_Task details_. Would you transcribe each of the entries exactly, with nothing added or dropped?

Records from a data collection
___

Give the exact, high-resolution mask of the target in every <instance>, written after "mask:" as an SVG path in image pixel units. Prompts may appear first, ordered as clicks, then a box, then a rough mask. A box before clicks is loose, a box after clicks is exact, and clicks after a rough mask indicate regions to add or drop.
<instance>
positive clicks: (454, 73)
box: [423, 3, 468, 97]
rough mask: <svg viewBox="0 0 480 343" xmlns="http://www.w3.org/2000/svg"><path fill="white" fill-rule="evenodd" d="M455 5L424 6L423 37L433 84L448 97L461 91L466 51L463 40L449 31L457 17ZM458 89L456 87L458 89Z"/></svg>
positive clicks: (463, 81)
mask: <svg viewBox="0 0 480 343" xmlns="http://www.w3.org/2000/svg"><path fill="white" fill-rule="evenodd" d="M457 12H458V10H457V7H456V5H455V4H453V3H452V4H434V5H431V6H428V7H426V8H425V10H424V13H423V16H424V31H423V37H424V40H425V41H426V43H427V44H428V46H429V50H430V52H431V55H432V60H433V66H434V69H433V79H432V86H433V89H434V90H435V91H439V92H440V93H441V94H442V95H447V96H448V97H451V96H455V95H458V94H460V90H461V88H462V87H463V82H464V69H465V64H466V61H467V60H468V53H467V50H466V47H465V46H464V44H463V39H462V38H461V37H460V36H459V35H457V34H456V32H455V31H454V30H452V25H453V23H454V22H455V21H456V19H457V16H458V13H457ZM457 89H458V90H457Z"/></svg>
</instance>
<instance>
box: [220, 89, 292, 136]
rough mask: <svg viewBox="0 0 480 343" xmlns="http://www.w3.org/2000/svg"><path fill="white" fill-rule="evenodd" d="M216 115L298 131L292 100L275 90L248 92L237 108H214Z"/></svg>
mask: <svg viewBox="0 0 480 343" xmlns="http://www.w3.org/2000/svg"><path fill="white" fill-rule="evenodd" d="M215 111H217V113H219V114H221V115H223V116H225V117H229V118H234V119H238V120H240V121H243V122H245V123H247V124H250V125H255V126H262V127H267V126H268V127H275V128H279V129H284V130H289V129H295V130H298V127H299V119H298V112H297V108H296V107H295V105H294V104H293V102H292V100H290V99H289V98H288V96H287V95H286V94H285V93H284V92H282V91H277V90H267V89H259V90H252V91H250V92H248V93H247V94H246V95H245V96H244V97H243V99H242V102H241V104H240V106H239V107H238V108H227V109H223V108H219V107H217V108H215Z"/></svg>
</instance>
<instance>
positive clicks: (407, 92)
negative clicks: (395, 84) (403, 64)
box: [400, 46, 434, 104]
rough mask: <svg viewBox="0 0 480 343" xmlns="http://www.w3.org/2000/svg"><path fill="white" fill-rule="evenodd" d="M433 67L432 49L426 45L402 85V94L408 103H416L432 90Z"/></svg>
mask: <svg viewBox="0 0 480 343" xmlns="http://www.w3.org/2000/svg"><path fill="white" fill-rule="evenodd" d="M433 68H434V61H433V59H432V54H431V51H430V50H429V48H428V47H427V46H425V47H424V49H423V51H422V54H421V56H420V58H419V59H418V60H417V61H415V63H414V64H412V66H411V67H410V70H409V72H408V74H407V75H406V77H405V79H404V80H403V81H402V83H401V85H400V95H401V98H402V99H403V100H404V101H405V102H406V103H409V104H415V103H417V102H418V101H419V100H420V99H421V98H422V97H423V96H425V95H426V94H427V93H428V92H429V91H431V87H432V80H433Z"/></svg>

___

_Response for this exercise_.
Give the exact, high-resolution mask of the target in every <instance>, written after "mask:" as an SVG path in image pixel units. Prompts may appear first, ordered as clicks, then a box, then a rough mask. A box before clicks is loose, a box after clicks is exact, and clicks after a rough mask indicate regions to add or drop.
<instance>
positive clicks: (454, 73)
box: [423, 3, 468, 97]
rough mask: <svg viewBox="0 0 480 343" xmlns="http://www.w3.org/2000/svg"><path fill="white" fill-rule="evenodd" d="M455 5L424 6L423 37L433 84L448 97L461 91L466 51L463 40L449 31L457 17ZM458 89L456 87L458 89Z"/></svg>
positive clicks: (463, 81)
mask: <svg viewBox="0 0 480 343" xmlns="http://www.w3.org/2000/svg"><path fill="white" fill-rule="evenodd" d="M457 12H458V10H457V7H456V5H455V4H453V3H452V4H434V5H431V6H428V7H426V8H425V10H424V13H423V16H424V31H423V37H424V40H425V41H426V43H427V44H428V46H429V50H430V52H431V55H432V60H433V66H434V69H433V79H432V86H433V89H434V90H435V91H439V92H440V93H441V94H442V95H447V96H448V97H451V96H455V95H458V94H460V90H461V88H462V87H463V82H464V69H465V64H466V61H467V60H468V53H467V50H466V47H465V46H464V44H463V39H462V38H461V37H460V36H459V35H457V34H456V32H455V31H454V30H452V25H453V23H454V22H455V21H456V19H457V16H458V13H457ZM457 89H458V90H457Z"/></svg>
</instance>
<instance>
box: [220, 89, 292, 136]
rough mask: <svg viewBox="0 0 480 343" xmlns="http://www.w3.org/2000/svg"><path fill="white" fill-rule="evenodd" d="M216 115L298 131L292 100L275 90L248 92L237 108H214Z"/></svg>
mask: <svg viewBox="0 0 480 343" xmlns="http://www.w3.org/2000/svg"><path fill="white" fill-rule="evenodd" d="M215 111H217V113H219V114H221V115H223V116H225V117H229V118H234V119H238V120H240V121H243V122H245V123H247V124H250V125H255V126H262V127H267V126H268V127H275V128H279V129H284V130H289V129H295V130H298V127H299V119H298V112H297V108H296V107H295V105H294V104H293V102H292V100H290V99H289V98H288V96H287V95H286V94H285V93H284V92H282V91H277V90H267V89H259V90H252V91H250V92H248V93H247V94H246V95H245V96H244V97H243V99H242V102H241V104H240V106H239V107H238V108H227V109H223V108H219V107H217V108H215Z"/></svg>
</instance>
<instance>
positive clicks: (407, 92)
negative clicks: (395, 84) (403, 64)
box: [400, 46, 434, 104]
rough mask: <svg viewBox="0 0 480 343" xmlns="http://www.w3.org/2000/svg"><path fill="white" fill-rule="evenodd" d="M433 67L432 49L426 45L402 85V94L408 103H416L432 90Z"/></svg>
mask: <svg viewBox="0 0 480 343" xmlns="http://www.w3.org/2000/svg"><path fill="white" fill-rule="evenodd" d="M433 68H434V61H433V59H432V54H431V51H430V50H429V48H428V47H427V46H425V47H424V49H423V51H422V54H421V56H420V58H419V59H418V60H417V61H415V63H414V64H412V66H411V67H410V70H409V72H408V74H407V75H406V77H405V79H404V80H403V81H402V83H401V85H400V95H401V98H402V99H403V100H404V101H405V102H406V103H409V104H415V103H417V102H418V101H419V100H420V99H421V98H422V97H423V96H425V95H426V94H427V93H428V92H429V91H431V87H432V80H433Z"/></svg>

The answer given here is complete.